**Exercise:**
In the items below, write out every line from the one containing "In the photo above, can you tell me where the white" through the end of the items, both included, word for word. Leave out the pictures.

··· Input material

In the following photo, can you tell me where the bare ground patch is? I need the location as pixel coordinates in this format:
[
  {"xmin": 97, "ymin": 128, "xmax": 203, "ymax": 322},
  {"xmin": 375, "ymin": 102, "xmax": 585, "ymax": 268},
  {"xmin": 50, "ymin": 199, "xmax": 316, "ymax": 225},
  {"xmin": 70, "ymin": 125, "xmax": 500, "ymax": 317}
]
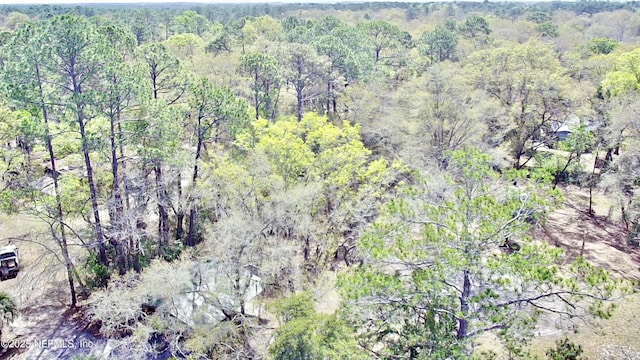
[{"xmin": 531, "ymin": 186, "xmax": 640, "ymax": 360}]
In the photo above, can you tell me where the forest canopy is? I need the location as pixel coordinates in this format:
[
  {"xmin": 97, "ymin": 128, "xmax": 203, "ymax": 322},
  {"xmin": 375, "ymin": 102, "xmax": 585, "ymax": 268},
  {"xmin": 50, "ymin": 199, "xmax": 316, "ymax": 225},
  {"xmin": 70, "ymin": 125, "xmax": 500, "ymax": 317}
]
[{"xmin": 0, "ymin": 1, "xmax": 640, "ymax": 359}]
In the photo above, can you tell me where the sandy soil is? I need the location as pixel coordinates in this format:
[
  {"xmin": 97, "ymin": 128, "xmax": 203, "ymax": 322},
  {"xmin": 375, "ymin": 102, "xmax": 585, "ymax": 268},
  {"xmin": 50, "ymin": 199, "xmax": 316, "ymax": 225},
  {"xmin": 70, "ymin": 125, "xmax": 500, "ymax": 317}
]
[
  {"xmin": 531, "ymin": 186, "xmax": 640, "ymax": 360},
  {"xmin": 0, "ymin": 215, "xmax": 106, "ymax": 360}
]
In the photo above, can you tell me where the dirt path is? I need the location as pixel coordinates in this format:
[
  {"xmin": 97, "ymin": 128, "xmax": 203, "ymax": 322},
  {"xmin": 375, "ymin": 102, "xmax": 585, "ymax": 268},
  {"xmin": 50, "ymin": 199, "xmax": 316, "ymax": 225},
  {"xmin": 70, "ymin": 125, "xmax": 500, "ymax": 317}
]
[
  {"xmin": 0, "ymin": 215, "xmax": 106, "ymax": 360},
  {"xmin": 531, "ymin": 186, "xmax": 640, "ymax": 360}
]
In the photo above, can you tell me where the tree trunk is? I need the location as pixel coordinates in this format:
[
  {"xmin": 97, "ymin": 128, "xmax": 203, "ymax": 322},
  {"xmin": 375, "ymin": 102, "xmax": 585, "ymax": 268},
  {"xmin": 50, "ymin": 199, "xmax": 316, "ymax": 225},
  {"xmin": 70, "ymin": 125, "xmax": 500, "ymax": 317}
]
[
  {"xmin": 187, "ymin": 128, "xmax": 204, "ymax": 246},
  {"xmin": 77, "ymin": 114, "xmax": 108, "ymax": 265},
  {"xmin": 176, "ymin": 170, "xmax": 184, "ymax": 240},
  {"xmin": 35, "ymin": 63, "xmax": 78, "ymax": 307},
  {"xmin": 154, "ymin": 164, "xmax": 169, "ymax": 254},
  {"xmin": 109, "ymin": 105, "xmax": 127, "ymax": 275},
  {"xmin": 296, "ymin": 81, "xmax": 303, "ymax": 122},
  {"xmin": 456, "ymin": 270, "xmax": 471, "ymax": 340}
]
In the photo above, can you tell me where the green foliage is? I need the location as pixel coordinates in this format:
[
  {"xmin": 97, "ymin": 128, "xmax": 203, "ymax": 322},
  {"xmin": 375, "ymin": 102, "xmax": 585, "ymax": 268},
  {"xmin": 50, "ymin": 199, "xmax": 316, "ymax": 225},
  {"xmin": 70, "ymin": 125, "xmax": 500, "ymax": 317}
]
[
  {"xmin": 588, "ymin": 38, "xmax": 619, "ymax": 55},
  {"xmin": 418, "ymin": 25, "xmax": 458, "ymax": 62},
  {"xmin": 546, "ymin": 338, "xmax": 583, "ymax": 360},
  {"xmin": 84, "ymin": 254, "xmax": 111, "ymax": 289},
  {"xmin": 269, "ymin": 293, "xmax": 367, "ymax": 360},
  {"xmin": 527, "ymin": 11, "xmax": 551, "ymax": 24},
  {"xmin": 458, "ymin": 15, "xmax": 491, "ymax": 38},
  {"xmin": 161, "ymin": 240, "xmax": 184, "ymax": 262},
  {"xmin": 269, "ymin": 292, "xmax": 315, "ymax": 323},
  {"xmin": 173, "ymin": 10, "xmax": 209, "ymax": 36},
  {"xmin": 602, "ymin": 48, "xmax": 640, "ymax": 97},
  {"xmin": 339, "ymin": 150, "xmax": 629, "ymax": 359},
  {"xmin": 536, "ymin": 21, "xmax": 560, "ymax": 37},
  {"xmin": 238, "ymin": 53, "xmax": 280, "ymax": 119}
]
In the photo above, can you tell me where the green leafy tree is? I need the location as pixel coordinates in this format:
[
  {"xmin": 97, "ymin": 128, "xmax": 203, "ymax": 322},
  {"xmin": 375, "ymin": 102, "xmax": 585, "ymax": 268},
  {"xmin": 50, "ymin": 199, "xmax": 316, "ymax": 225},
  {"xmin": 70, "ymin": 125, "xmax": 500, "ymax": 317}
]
[
  {"xmin": 527, "ymin": 11, "xmax": 551, "ymax": 24},
  {"xmin": 588, "ymin": 38, "xmax": 619, "ymax": 55},
  {"xmin": 553, "ymin": 123, "xmax": 593, "ymax": 188},
  {"xmin": 173, "ymin": 10, "xmax": 210, "ymax": 36},
  {"xmin": 238, "ymin": 53, "xmax": 280, "ymax": 119},
  {"xmin": 280, "ymin": 44, "xmax": 329, "ymax": 121},
  {"xmin": 2, "ymin": 19, "xmax": 89, "ymax": 306},
  {"xmin": 185, "ymin": 78, "xmax": 250, "ymax": 246},
  {"xmin": 269, "ymin": 293, "xmax": 368, "ymax": 360},
  {"xmin": 536, "ymin": 21, "xmax": 560, "ymax": 37},
  {"xmin": 5, "ymin": 11, "xmax": 31, "ymax": 31},
  {"xmin": 46, "ymin": 15, "xmax": 112, "ymax": 265},
  {"xmin": 339, "ymin": 150, "xmax": 631, "ymax": 359},
  {"xmin": 419, "ymin": 25, "xmax": 458, "ymax": 63},
  {"xmin": 602, "ymin": 49, "xmax": 640, "ymax": 97},
  {"xmin": 469, "ymin": 40, "xmax": 586, "ymax": 168},
  {"xmin": 458, "ymin": 15, "xmax": 491, "ymax": 38},
  {"xmin": 546, "ymin": 338, "xmax": 584, "ymax": 360},
  {"xmin": 98, "ymin": 24, "xmax": 144, "ymax": 274},
  {"xmin": 360, "ymin": 21, "xmax": 404, "ymax": 63}
]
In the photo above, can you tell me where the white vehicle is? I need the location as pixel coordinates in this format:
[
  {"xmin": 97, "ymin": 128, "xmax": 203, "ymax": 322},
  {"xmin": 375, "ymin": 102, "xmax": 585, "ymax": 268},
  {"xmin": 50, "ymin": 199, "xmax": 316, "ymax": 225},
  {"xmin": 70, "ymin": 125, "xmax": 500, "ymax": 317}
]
[{"xmin": 0, "ymin": 245, "xmax": 20, "ymax": 280}]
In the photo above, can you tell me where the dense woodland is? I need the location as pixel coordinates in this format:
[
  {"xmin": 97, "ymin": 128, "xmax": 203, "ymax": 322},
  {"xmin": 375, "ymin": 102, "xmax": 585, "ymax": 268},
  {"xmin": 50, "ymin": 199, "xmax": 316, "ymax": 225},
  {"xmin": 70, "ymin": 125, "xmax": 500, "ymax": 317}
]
[{"xmin": 0, "ymin": 1, "xmax": 640, "ymax": 359}]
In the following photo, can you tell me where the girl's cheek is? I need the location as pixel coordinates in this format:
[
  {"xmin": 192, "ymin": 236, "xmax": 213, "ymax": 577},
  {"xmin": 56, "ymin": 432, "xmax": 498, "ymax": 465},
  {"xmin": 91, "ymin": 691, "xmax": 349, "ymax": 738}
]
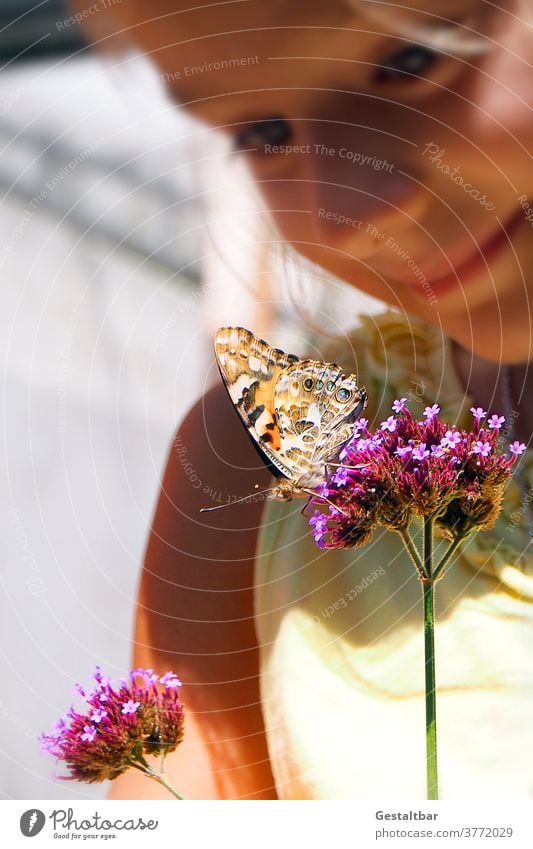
[{"xmin": 472, "ymin": 13, "xmax": 533, "ymax": 138}]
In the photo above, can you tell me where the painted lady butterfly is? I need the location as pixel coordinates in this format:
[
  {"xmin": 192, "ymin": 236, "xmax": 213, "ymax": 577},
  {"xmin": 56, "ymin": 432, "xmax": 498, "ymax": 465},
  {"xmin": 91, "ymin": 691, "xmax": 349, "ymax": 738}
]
[{"xmin": 215, "ymin": 327, "xmax": 366, "ymax": 501}]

······

**Written solution:**
In the photo above, can you tell me where the white vehicle is? I need the location as pixel coordinates in this format:
[
  {"xmin": 97, "ymin": 128, "xmax": 203, "ymax": 322},
  {"xmin": 375, "ymin": 102, "xmax": 585, "ymax": 268},
  {"xmin": 50, "ymin": 199, "xmax": 316, "ymax": 225},
  {"xmin": 70, "ymin": 125, "xmax": 500, "ymax": 317}
]
[{"xmin": 0, "ymin": 245, "xmax": 20, "ymax": 280}]
In the photo above, can you tell me where the dense woodland is? I need the location as pixel coordinates in this format:
[
  {"xmin": 97, "ymin": 128, "xmax": 203, "ymax": 322},
  {"xmin": 375, "ymin": 102, "xmax": 585, "ymax": 268},
  {"xmin": 50, "ymin": 199, "xmax": 316, "ymax": 225},
  {"xmin": 70, "ymin": 125, "xmax": 500, "ymax": 317}
]
[{"xmin": 0, "ymin": 1, "xmax": 640, "ymax": 359}]
In the following photo, can you tell me where the girl's cheek is? I need the location as pixel coordinates in this format:
[
  {"xmin": 192, "ymin": 236, "xmax": 213, "ymax": 577},
  {"xmin": 56, "ymin": 432, "xmax": 498, "ymax": 465},
  {"xmin": 91, "ymin": 691, "xmax": 349, "ymax": 738}
]
[{"xmin": 472, "ymin": 13, "xmax": 533, "ymax": 138}]
In the photo above, can you tell me where the painted lady butterfly is? I need the location as pixel coordinates in this format:
[
  {"xmin": 192, "ymin": 236, "xmax": 213, "ymax": 577},
  {"xmin": 56, "ymin": 432, "xmax": 498, "ymax": 465},
  {"xmin": 91, "ymin": 691, "xmax": 349, "ymax": 738}
]
[{"xmin": 215, "ymin": 327, "xmax": 366, "ymax": 501}]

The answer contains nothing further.